• _Excerpted passage_
══════════════════════════════

Let us now compare and contrast both these thinkers in some details in order to show their difference in mate­rialistic and idealistic thinking. Both, being contemporaneous, deal to a great extent with similar topics which were eminently important for the Brahmanical thinkers of that old period; but both do so in different ways.

1. Death

Uddalaka describes a dying man,-how he loses first his mind (the faculty of recognizing his relatives), then his speech, after that his breath, and finally, his warmth. This is quite a rational description of death based on sound observation. It is, at the same time, in fairly good but not quite perfect-concordance with Uddalaka's cosmo­gony, according to which out of sat developed tejah, apah and annam; annam becoming mind, apah breath, and tejah speech. He does not mention an eternal soul or the doctrine of karman in his chapter on death. Mind, speech, breath and warmth enter sat, sat being the ultimate or first living material which is eternal, and is truth: tat tvam asi.

Yajnavalkya, on the other hand, deals with the problem of death in several places. He teaches first how a man can become free from death by the help of vedic priests, climbing up to heaven (Br. Up. iii. 1, 3-6). He teaches then how the body of a dying man dissolves into earth etc., the mind enters the moon, eye the sun, breath the wind, speech the fire etc., but he adds, man himself,-his eternal soul,-is following the way of karman (Br. Up. iii. 2, 13). Yajnavalkya gives later on a hint that after death man's soul goes to Indra in the heart, the soul being indestructible (Br. Up. iii. 2). He teaches finally how the soul (purusa) leaves the weakening body like a ripe fruit leaving the tree, and turns to its origin, the atman. Just as a king leaves a village, accompanied by warriors, judges etc., the soul is accompanied by the pranas and enters the 'heart together with them. When then the eye leaves for the sun, the purusa enters the heart together with them. When then the eye leaves for the sun, the purusa does not see any longer,-he does not smell, taste, speak, think, etc. Together with the prii~tas he leaves the body, guided by his knowledge and karman in order to be reborn or to reach moksa (Br.. Up. iv. 3, 35 seq.).

══════════════════════════════

(Items listed in a dataset)
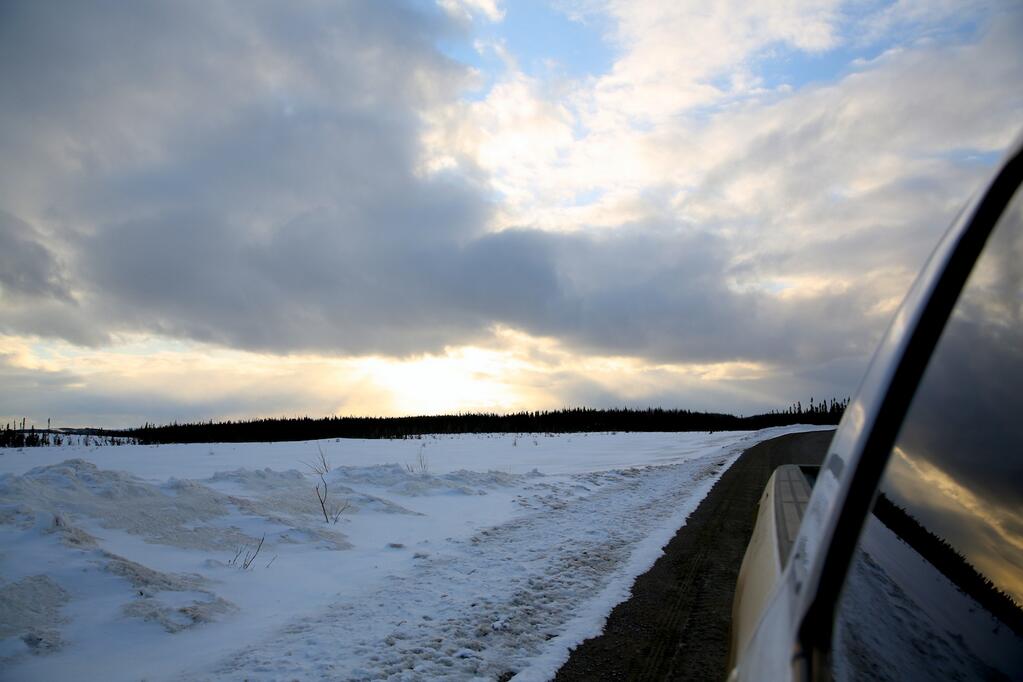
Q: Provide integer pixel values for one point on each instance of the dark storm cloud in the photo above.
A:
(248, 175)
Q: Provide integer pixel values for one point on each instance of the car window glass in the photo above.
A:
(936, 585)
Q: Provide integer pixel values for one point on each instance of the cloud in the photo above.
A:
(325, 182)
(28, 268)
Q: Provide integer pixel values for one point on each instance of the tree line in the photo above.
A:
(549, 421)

══════════════════════════════

• _What this exercise asks_
1. In the records, from the line with "glass in the photo above." through the end of the records, swap "Provide" for "Give" and write out those lines again with nothing else changed.
2. Extend the passage comparing the two thinkers on death, picking up after its last sentence.

• _Task-by-task outputs_
1.
Q: Give integer pixel values for one point on each instance of the car window glass in the photo above.
A:
(936, 585)
Q: Give integer pixel values for one point on each instance of the cloud in the photo above.
A:
(325, 182)
(28, 268)
Q: Give integer pixel values for one point on each instance of the tree line in the photo above.
A:
(549, 421)

2.
Uddalaka observed rationalistically how thinking (recognizing) of a dying man, speaking and breathing stop one after another and how the body finally becomes cold. Yajnavalkya also taught that all the faculties of seeing, smelling, tasting, speaking, hearing, thinking, touching and knowing of a dying man disappear. But while Uddalaka observed death' with commonsense or even with the eyes of a physician, Yajnavalkya had no such scholarly interest but enumerated all faculties from seeing to knowing, regarding this only as a minor point, and described with much details the wandering of the eternal soul first into the heart and then out of the body, a wandering which he had never observed. He did not care for proper observation which can be controlled by everybody. His main interest was a religious one, not scientific. He was an idealist in contrast to the materialist Uddalaka.

Uddalaka next described a dying tree, which is being felled. The rasa leaves one bough after the other and finally the whole tree; he adds the rasa does not die. This life is satya (Ch. Up. vi. 11). According to Uddalaka, water (apah) is life or breath (prana) (Ch. Up. vi. 5, 2), and a man while fasting is obliged to drink water in order to preserve his life (Ch. Up. vi. 7, 1). The rasa of the tree is some kind of water and is at the same time the life of the tree. When a bough is cut, rasa and life leave it; but rasa or life is not destroyed but goes on existing in the sat into which it has gone after the death of the tree. Sat is living matter; it is eternal according to this hylozoism.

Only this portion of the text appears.